Work request
Retype the data in its entirety, with no word changed.

Start of Data to process

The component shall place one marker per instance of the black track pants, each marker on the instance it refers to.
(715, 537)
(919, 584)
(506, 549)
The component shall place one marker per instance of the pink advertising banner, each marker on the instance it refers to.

End of Data to process

Result
The component shall place one marker per instance of the black track pants, each marker on the instance it refers to.
(715, 537)
(919, 584)
(506, 549)
The component shall place one marker per instance of the pink advertising banner, each marker on the instance it refers to.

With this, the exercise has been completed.